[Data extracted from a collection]
========================================================================

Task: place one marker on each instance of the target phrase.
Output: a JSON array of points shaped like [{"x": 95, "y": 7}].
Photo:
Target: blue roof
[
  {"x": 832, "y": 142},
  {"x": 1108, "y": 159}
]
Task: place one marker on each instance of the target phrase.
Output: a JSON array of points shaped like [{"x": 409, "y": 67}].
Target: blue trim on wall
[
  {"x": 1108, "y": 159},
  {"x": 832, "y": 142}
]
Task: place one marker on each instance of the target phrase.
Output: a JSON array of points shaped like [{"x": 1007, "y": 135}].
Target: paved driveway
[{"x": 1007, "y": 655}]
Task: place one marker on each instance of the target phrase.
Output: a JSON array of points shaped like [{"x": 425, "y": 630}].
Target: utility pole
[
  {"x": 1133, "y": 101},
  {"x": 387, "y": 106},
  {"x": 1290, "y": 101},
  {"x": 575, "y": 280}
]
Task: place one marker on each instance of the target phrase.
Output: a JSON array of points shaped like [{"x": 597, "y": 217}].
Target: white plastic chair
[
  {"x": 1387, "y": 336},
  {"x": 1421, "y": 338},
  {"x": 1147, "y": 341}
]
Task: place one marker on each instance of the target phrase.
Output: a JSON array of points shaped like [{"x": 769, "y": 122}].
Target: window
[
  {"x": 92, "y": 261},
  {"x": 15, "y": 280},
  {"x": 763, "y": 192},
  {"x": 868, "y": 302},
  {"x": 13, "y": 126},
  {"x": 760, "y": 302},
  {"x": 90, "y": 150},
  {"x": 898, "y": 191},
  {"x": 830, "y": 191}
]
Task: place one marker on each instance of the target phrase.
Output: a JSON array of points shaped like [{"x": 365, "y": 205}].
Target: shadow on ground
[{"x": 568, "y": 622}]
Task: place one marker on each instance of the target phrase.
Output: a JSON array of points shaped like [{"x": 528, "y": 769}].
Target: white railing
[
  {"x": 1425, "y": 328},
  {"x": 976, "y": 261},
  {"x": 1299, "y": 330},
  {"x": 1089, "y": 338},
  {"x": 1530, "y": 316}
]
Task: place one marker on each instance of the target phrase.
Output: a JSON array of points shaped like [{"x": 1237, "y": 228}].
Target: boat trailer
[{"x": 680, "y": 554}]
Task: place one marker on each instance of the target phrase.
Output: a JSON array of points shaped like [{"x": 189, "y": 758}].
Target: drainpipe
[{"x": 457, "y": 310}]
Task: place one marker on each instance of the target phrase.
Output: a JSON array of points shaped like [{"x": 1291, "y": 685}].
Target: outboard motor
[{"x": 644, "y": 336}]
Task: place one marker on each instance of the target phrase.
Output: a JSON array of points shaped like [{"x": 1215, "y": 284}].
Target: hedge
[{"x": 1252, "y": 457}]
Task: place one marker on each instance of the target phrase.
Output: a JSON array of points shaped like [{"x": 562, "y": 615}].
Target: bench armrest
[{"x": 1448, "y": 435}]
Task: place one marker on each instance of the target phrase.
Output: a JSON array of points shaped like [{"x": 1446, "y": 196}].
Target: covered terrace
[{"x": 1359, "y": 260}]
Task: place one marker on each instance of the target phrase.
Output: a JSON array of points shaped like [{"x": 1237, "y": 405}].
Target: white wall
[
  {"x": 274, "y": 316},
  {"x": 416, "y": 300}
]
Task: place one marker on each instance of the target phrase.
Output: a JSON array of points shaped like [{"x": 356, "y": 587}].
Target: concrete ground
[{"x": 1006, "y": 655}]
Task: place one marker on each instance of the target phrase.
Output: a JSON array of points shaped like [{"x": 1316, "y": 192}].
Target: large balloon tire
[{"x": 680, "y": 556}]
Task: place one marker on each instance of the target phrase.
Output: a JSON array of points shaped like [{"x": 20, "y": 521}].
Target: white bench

========================================================================

* THE PROBLEM
Each entry should be retyped exactly as given.

* OUTPUT BELOW
Task: place one marker on each instance of the target phrase.
Output: a JSON array of points shaped like [{"x": 95, "y": 7}].
Photo:
Target: blue roof
[
  {"x": 832, "y": 142},
  {"x": 1108, "y": 159}
]
Task: place one marker on each instance of the target phrase.
Output: a JSON array of points shaped like [{"x": 409, "y": 67}].
Target: blue trim on wall
[
  {"x": 1108, "y": 159},
  {"x": 832, "y": 142}
]
Task: place one marker on each instance of the target phrase.
Output: a JSON array of points shaped like [{"x": 1007, "y": 135}].
Target: paved driveway
[{"x": 1007, "y": 655}]
Task: place one marker on each instance of the target phrase.
Output: a JSON array of points shaped like [{"x": 425, "y": 630}].
Target: utility pole
[
  {"x": 1133, "y": 101},
  {"x": 387, "y": 106},
  {"x": 1290, "y": 101},
  {"x": 575, "y": 280}
]
Task: place one marker on each instance of the target phrase.
Output: a JSON array of points shaped like [{"x": 597, "y": 217}].
Target: white plastic chair
[
  {"x": 1387, "y": 336},
  {"x": 1421, "y": 338},
  {"x": 1147, "y": 341}
]
Task: place one marker on each instance of the target phrase.
Output: a JSON array of points shaped like [{"x": 769, "y": 122}].
Target: window
[
  {"x": 92, "y": 261},
  {"x": 15, "y": 280},
  {"x": 763, "y": 192},
  {"x": 868, "y": 302},
  {"x": 13, "y": 126},
  {"x": 760, "y": 302},
  {"x": 90, "y": 150},
  {"x": 898, "y": 191},
  {"x": 830, "y": 191}
]
Task: place one marker on each instance of the target phrase.
Output: a JSON array of points shaped like [{"x": 365, "y": 205}].
Target: shadow on ground
[{"x": 568, "y": 622}]
Task: place one marker on each instance of the target phrase.
Output: a JSON array of points shaped like [{"x": 528, "y": 769}].
Target: white railing
[
  {"x": 1425, "y": 328},
  {"x": 976, "y": 261},
  {"x": 1299, "y": 330},
  {"x": 1089, "y": 338},
  {"x": 1530, "y": 316}
]
Task: place one marker on each instance of the target phrase.
Output: a JSON array of points shaped like [{"x": 1237, "y": 228}].
Target: boat trailer
[{"x": 680, "y": 554}]
Task: place one marker on each instance of the target phrase.
Output: a JSON array of points shaped like [{"x": 189, "y": 758}].
Target: drainpipe
[{"x": 457, "y": 310}]
Task: place one marker on each instance of the target phrase.
Output: a JSON array of points shaped like [{"x": 1291, "y": 685}].
Target: outboard motor
[{"x": 644, "y": 336}]
Task: place one marker on each instance of the target phrase.
Output: a JSON array of points shaped like [{"x": 1215, "y": 284}].
Target: hedge
[{"x": 1252, "y": 457}]
Task: place one marker on each instance of the target phrase.
Output: a JSON array of points shaped like [{"x": 562, "y": 615}].
Target: bench armrest
[{"x": 1448, "y": 435}]
Task: place one marker on each instance of the target phrase.
Output: a JSON array of points shaped like [{"x": 1446, "y": 196}].
Target: covered terrace
[{"x": 1359, "y": 260}]
Task: place one marker on each instance of the target phrase.
Output: a JSON array of points shaped like [{"x": 1237, "y": 405}].
Target: white wall
[
  {"x": 274, "y": 316},
  {"x": 416, "y": 300}
]
Task: place one marker on each instance of the target phrase.
Output: a JSON array of points shaped like [{"x": 356, "y": 587}].
Target: concrete ground
[{"x": 1006, "y": 655}]
Task: place one marker on each instance of the target phrase.
Output: a JSON array of points shaped like [{"x": 1316, "y": 192}].
Target: large balloon tire
[{"x": 680, "y": 556}]
Task: place one marker on each instance of the target phrase.
Output: a JSON array of points shaped like [{"x": 20, "y": 521}].
Target: white bench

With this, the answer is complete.